▶ _EXERCISE INSTRUCTIONS_
Each entry here is to be restated word for word.

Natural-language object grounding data
—————
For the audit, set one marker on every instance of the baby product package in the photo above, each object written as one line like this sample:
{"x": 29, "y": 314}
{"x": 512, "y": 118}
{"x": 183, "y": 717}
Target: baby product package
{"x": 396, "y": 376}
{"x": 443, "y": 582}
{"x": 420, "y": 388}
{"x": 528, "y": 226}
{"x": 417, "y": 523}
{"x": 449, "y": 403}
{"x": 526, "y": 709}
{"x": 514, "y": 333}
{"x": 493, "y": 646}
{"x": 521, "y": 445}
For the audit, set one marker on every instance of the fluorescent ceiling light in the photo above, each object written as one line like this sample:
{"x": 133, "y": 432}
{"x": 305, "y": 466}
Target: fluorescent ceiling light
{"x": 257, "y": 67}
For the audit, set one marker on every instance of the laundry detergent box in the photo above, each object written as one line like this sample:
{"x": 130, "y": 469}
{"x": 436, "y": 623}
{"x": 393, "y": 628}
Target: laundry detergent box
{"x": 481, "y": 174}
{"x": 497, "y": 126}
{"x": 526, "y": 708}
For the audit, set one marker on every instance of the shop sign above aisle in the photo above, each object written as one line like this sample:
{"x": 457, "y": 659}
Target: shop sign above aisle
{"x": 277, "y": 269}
—————
▶ _THE ANSWER_
For the audit, set one marker on every instance of the baby product package in the photo above, each object written as one line like this sample:
{"x": 29, "y": 314}
{"x": 512, "y": 118}
{"x": 183, "y": 717}
Target: baby product package
{"x": 396, "y": 376}
{"x": 443, "y": 582}
{"x": 420, "y": 388}
{"x": 528, "y": 226}
{"x": 417, "y": 523}
{"x": 449, "y": 403}
{"x": 526, "y": 709}
{"x": 514, "y": 333}
{"x": 493, "y": 646}
{"x": 521, "y": 445}
For the audit, set one marker on every instance of the fluorescent ceiling light in the photo above, each object written as one line like this sample:
{"x": 133, "y": 432}
{"x": 305, "y": 466}
Target: fluorescent ceiling light
{"x": 257, "y": 67}
For the audit, set one marker on every instance of the laundry detergent box in the photo above, each object written as one line like this sample:
{"x": 130, "y": 469}
{"x": 436, "y": 623}
{"x": 393, "y": 628}
Target: laundry detergent box
{"x": 481, "y": 174}
{"x": 497, "y": 126}
{"x": 526, "y": 708}
For the audit, set one marker on every instance of the shop sign above aisle in the photo above, each object written as one line like this sample:
{"x": 457, "y": 659}
Target: shop sign above aisle
{"x": 277, "y": 269}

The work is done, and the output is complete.